(Beginning of Provided passage)

Monday, 5 April 2010

rise up singing

Today I finished this picture for Katy-Louise, who kindly gave permish for me to post it up here. Hi Katy-Louise!

As a bit of a pagan myself, I feel rather untouched by the Easter malarkey. Not that I felt particularly affected by it in my innocent youth; we'd sing "There Is A Green Hill Far Away" and we'd get a Cadbury's Cream Egg at Sunday School, and I at least would feel rather sick by the time I'd finished eating it.

The idea of a great outbreak of self-flagellation followed by rejoicing, as practiced by the more enthusiastic Christians, seems a bit excessively theatrical. Though I'm happy to join in the celebration of rebirth, which is a pretty pagan notion too. So I was glad to be invited to join some friends for lunch yesterday, Easter Sunday, which was a very happy occasion. They're Catholics...

There was another of those odious spokesmen for the Catholic Church on the radio this morning, mistaking criticism of the Church's leaders' history of failure to act upon child abuse by priests, and the continued presence within the Church of people who are at least guilty by their failure to act when they could have acted, for some great anti-Catholic campaign.

Funny lot.

I quite like my Catholic friends, and they are good and decent people. It's a shame that their Church is apparently being run by a bunch of men who seem more interested in power than in truth or justice, and who seem to think that they occupy ground of sufficient elevation to allow them to make pronouncements about People Like Me. Silly arses.

Never mind. It is springtime, and not everyone is nasty. Rejoice, therefore!

Off to a poetry reading this evening, where I shall read out my Egret triolet, which is possibly fairly spiritual. And possibly just a poem about birdwatching. Decide for yourself, gentle reader! It's in the next post down.





10 comments:

  1. Personally I have no interest in the religious side of Easter. To me it was always about chocolate!!!

    In large quantities..:-)

    Anyway, it's a pagan fertility festival that the christian church hijacked....

(End of Provided passage)
(Beginning of Information given)

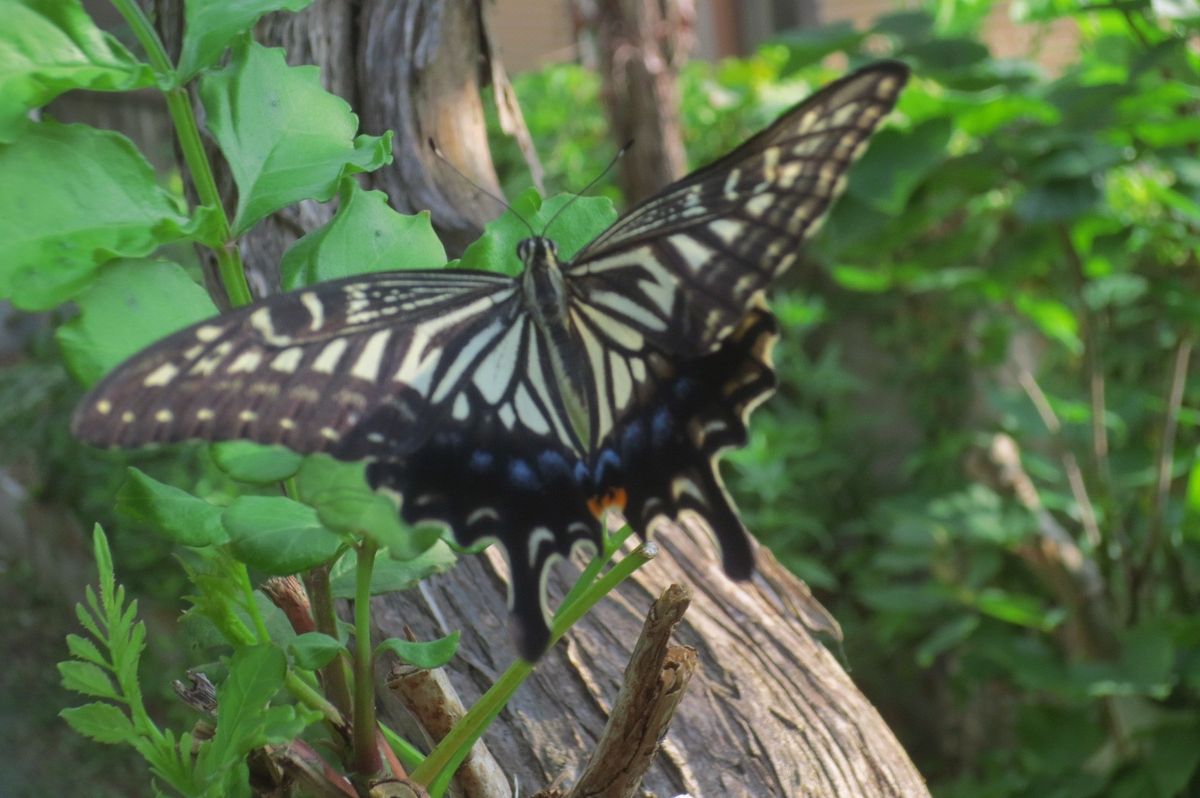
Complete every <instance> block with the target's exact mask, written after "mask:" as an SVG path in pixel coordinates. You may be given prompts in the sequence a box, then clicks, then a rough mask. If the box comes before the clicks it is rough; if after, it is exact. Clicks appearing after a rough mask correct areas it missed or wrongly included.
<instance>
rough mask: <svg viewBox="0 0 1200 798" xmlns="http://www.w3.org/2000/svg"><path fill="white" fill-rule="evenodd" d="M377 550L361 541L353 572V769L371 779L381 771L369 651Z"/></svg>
mask: <svg viewBox="0 0 1200 798" xmlns="http://www.w3.org/2000/svg"><path fill="white" fill-rule="evenodd" d="M378 550H379V547H378V546H377V545H376V544H373V542H372V541H370V540H364V541H362V544H361V545H360V546H359V552H358V553H359V557H358V564H356V566H355V572H354V769H355V772H356V773H358V774H359V775H360V776H371V775H374V774H377V773H379V770H380V768H382V767H383V761H382V760H380V758H379V749H378V748H377V744H376V720H374V668H373V666H374V655H373V652H372V649H371V572H372V570H374V556H376V552H377V551H378Z"/></svg>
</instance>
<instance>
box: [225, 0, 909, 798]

(End of Information given)

What you need to do:
(a) Reproduce the section of the blog post that begins at the words "Monday, 5 April" and stops after "occasion. They're Catholics...".
(b) In the blog post, which poem does the writer plan to read at the poetry reading?

Expected outputs:
(a)
Monday, 5 April 2010

rise up singing

Today I finished this picture for Katy-Louise, who kindly gave permish for me to post it up here. Hi Katy-Louise!

As a bit of a pagan myself, I feel rather untouched by the Easter malarkey. Not that I felt particularly affected by it in my innocent youth; we'd sing "There Is A Green Hill Far Away" and we'd get a Cadbury's Cream Egg at Sunday School, and I at least would feel rather sick by the time I'd finished eating it.

The idea of a great outbreak of self-flagellation followed by rejoicing, as practiced by the more enthusiastic Christians, seems a bit excessively theatrical. Though I'm happy to join in the celebration of rebirth, which is a pretty pagan notion too. So I was glad to be invited to join some friends for lunch yesterday, Easter Sunday, which was a very happy occasion. They're Catholics...

(b) The Egret triolet.